◆ Document excerpt

==============================

Friday, December 14, 2007

Xyratex (NASDAQ:XRTX): Best positioned to benefit from shift in HDD spending - Avian

Avian Securities is out with a somewhat out-of-consensus call saying companies relying on capex spending by the hard disk industry have struggled over the past year as production caught up to a surge in capex that began in ’04 and continued into early ’07. They see this trend reversing as early as mid 2008. With the drive industry hitting capacity limitations in the back half of 2007, additional production will have to come on-line in CQ2’08/CQ3’08 to support next year’s build. The firm sees Xyratex (NASDAQ:XRTX) as best positioned to benefit from this shift in spending, contributing to an already compelling systems story driven by a rebound at Network Appliance as well as significant growth at Xyratex’s emerging customers.

==============================

◆ Data shown
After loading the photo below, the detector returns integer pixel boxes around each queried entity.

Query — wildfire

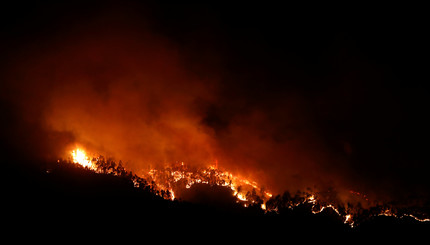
[71,148,93,169]
[146,162,272,207]
[64,148,430,227]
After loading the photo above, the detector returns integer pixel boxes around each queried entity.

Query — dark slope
[2,157,430,239]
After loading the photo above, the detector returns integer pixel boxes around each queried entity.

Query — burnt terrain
[2,157,430,240]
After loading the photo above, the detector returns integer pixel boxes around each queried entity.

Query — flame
[71,148,93,169]
[63,147,430,227]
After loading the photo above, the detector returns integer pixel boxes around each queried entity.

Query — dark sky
[0,1,430,203]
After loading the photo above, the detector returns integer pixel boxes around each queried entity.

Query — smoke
[1,2,430,204]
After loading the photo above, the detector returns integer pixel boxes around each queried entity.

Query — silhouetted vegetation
[3,158,429,238]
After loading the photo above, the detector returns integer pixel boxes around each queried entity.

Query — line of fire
[62,148,430,228]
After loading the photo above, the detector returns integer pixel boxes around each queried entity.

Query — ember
[63,148,430,227]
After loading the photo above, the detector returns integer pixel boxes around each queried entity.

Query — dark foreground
[1,158,430,242]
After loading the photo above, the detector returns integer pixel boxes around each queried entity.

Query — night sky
[0,1,430,205]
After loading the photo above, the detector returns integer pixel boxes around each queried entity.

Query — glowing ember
[64,148,430,230]
[72,148,93,169]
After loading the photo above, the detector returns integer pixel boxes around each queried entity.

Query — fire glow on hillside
[65,145,430,227]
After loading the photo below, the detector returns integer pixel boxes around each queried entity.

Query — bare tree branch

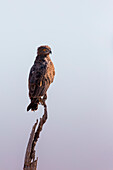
[23,102,47,170]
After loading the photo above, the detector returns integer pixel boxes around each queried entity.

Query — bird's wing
[29,63,47,98]
[29,61,55,98]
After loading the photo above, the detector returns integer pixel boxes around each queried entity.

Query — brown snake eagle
[27,45,55,111]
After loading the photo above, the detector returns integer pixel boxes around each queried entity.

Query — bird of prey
[27,45,55,111]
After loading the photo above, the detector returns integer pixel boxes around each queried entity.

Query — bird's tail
[27,99,39,111]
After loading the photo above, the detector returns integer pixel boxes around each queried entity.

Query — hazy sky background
[0,0,113,170]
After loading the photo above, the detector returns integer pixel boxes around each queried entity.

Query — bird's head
[37,45,52,56]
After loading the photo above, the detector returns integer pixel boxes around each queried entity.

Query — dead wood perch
[23,103,47,170]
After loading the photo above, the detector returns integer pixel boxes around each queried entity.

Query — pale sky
[0,0,113,170]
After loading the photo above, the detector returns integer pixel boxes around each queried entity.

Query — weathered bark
[23,103,47,170]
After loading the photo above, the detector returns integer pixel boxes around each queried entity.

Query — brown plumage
[27,46,55,111]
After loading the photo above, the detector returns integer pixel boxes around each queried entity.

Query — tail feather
[27,100,39,111]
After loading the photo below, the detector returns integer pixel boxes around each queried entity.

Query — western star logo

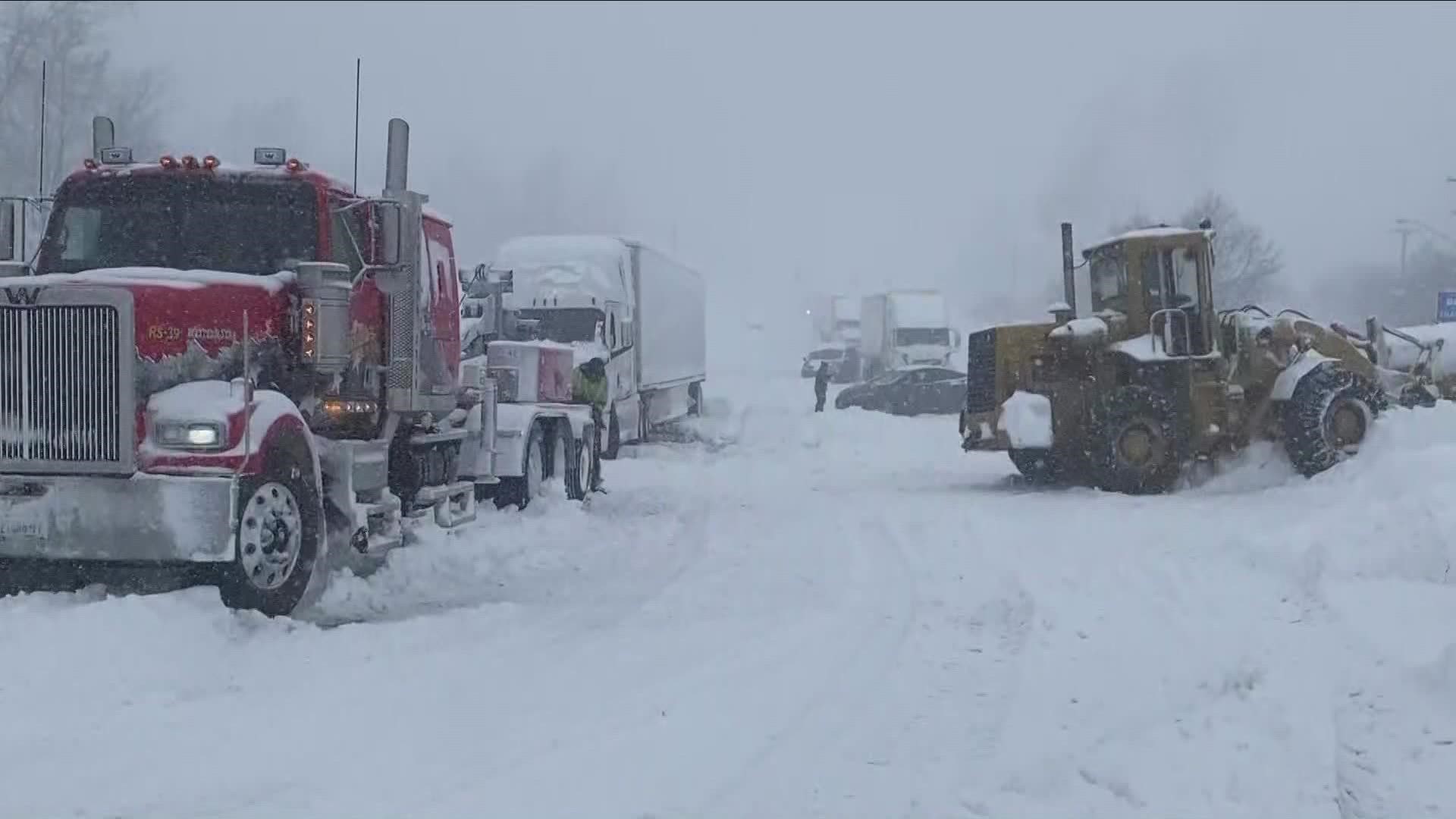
[5,287,41,307]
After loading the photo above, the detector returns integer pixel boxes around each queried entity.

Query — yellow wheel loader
[959,221,1443,494]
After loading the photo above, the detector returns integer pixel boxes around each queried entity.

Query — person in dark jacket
[814,362,828,413]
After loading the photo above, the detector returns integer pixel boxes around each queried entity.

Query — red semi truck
[0,112,594,615]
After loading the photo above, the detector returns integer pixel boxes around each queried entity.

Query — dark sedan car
[834,366,965,416]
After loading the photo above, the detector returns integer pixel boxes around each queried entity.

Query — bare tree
[1181,191,1284,307]
[0,0,162,201]
[1112,191,1284,309]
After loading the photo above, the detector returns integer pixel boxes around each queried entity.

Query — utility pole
[1392,218,1415,281]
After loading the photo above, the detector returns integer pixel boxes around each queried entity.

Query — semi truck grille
[965,328,996,413]
[0,305,134,472]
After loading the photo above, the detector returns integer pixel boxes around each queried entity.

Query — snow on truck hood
[15,267,297,293]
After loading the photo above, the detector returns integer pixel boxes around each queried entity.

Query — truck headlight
[152,421,228,449]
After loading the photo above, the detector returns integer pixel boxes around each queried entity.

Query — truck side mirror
[0,201,20,262]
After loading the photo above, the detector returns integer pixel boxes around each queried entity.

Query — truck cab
[0,118,475,613]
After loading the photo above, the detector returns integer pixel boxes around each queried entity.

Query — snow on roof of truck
[1082,224,1204,253]
[65,153,454,226]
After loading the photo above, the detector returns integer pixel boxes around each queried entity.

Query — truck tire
[1006,449,1062,484]
[217,436,325,617]
[1087,384,1187,494]
[560,422,597,500]
[1282,363,1382,478]
[495,421,546,509]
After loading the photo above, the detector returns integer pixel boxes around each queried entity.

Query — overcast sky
[110,3,1456,351]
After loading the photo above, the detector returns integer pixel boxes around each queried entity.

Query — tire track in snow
[690,507,919,817]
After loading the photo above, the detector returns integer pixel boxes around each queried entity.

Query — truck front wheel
[495,422,546,509]
[217,438,323,617]
[560,422,597,500]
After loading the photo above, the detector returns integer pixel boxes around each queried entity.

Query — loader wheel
[1087,386,1185,494]
[1283,364,1380,478]
[217,438,323,617]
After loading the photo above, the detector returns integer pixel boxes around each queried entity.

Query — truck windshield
[519,307,603,344]
[36,172,318,275]
[896,326,951,347]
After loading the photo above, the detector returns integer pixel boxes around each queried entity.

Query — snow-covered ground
[0,378,1456,819]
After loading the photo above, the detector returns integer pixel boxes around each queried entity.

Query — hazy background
[2,3,1456,364]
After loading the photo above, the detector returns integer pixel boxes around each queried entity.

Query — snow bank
[8,375,1456,819]
[1382,322,1456,372]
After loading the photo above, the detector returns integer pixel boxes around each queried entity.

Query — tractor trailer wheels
[1282,363,1383,478]
[217,438,325,617]
[557,422,598,500]
[1087,386,1187,494]
[1008,449,1065,485]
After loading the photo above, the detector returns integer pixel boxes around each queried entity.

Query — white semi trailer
[491,236,708,457]
[859,290,961,378]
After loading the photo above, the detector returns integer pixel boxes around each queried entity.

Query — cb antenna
[35,60,46,196]
[346,57,364,196]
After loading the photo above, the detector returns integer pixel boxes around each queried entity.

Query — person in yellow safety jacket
[571,356,607,491]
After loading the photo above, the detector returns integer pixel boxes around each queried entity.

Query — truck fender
[1269,350,1335,400]
[237,389,323,495]
[138,381,322,484]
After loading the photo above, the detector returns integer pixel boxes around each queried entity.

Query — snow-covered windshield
[38,172,318,275]
[896,326,951,347]
[519,307,603,344]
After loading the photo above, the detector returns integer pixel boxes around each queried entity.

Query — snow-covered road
[0,379,1456,819]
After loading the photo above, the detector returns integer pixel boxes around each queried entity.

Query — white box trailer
[859,290,961,378]
[491,236,708,457]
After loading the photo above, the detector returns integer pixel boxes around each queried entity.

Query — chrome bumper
[0,474,236,563]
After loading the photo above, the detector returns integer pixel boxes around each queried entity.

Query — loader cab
[1083,226,1219,356]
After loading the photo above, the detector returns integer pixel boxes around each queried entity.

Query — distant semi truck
[491,236,708,457]
[859,290,961,378]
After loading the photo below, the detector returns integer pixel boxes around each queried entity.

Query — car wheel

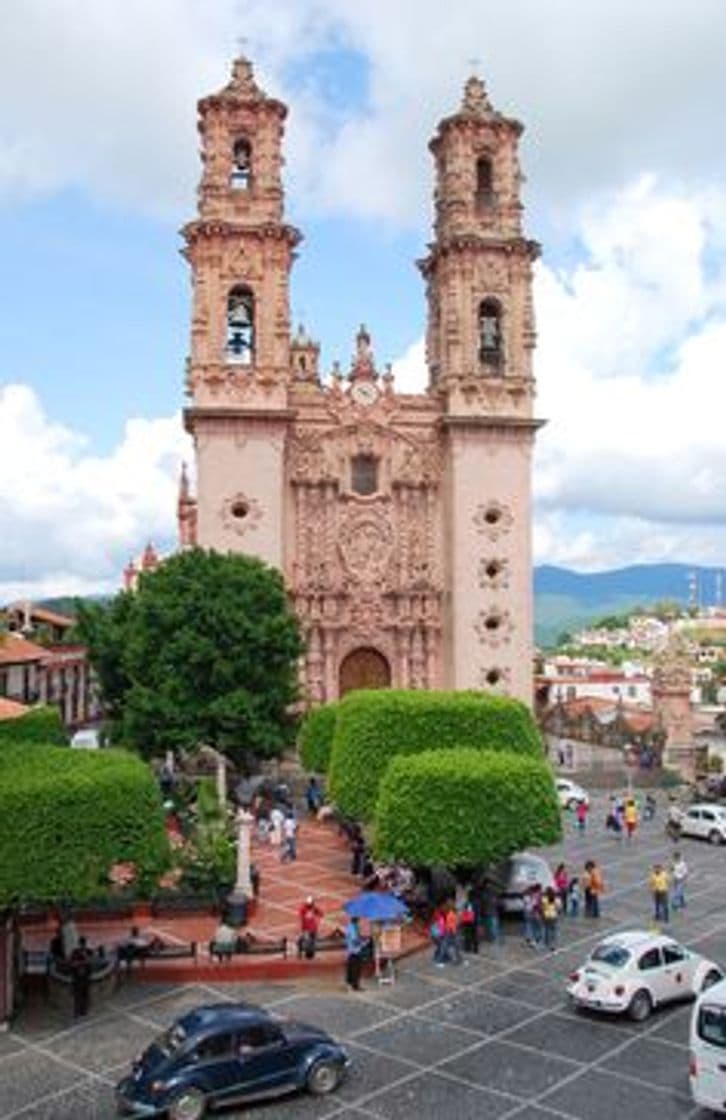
[701,969,722,991]
[305,1062,341,1096]
[627,988,653,1023]
[167,1085,206,1120]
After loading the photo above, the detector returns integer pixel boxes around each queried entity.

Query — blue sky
[0,0,726,600]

==============================

◆ Challenges
**1)** Do these statements agree with the note on Xyratex? For each, answer yes or no and quote the deciding words. (a) Avian expects the spending trend to reverse as early as mid 2008. (b) The surge in hard disk capex began in 2005. (c) Avian's call is in line with the consensus.
**2)** Carry on the note on Xyratex from its last sentence.

◆ Responses in order
**1)**
(a) Yes: "They see this trend reversing as early as mid 2008."
(b) No: "a surge in capex that began in ’04 and continued into early ’07"
(c) No: "a somewhat out-of-consensus call"

**2)**
Xyratex results have suffered over the past year by Seagate’s lower spend (historically Seagate has represented >10% of Xyratex’s revenues) as old Maxtor equipment has been reutilized. This situation looks set to reverse in mid 2008 as Seagate capex as a percent of sales lifts back towards the 8% - 9% range that Seagate had been averaging since FY’02. With WD (Xyratex’s other large drive customer) continuing to show steady growth in capex, they see the potential for our Xyratex numbers (which currently assume limited contribution from Xyratex’s HDD related capital equipment business through CY 2008) to lift meaningfully.

The firm believes the grow prospects for Xyratex’s systems business remain excellent. While Netapp is still showing 20% Y/Y growth, Xyratex’s smaller customers (~20% of sales) are experiencing significantly higher growth levels driven by the penetration of networked storage into smaller accounts.

As such, they see Xyratex potentially benefiting from two major trends in 2008, one secular and one cyclical, both of which could push street numbers higher. With the stock trading at under 10x next years consensus earnings estimates, Avian is reiterating their positive outlook for the name.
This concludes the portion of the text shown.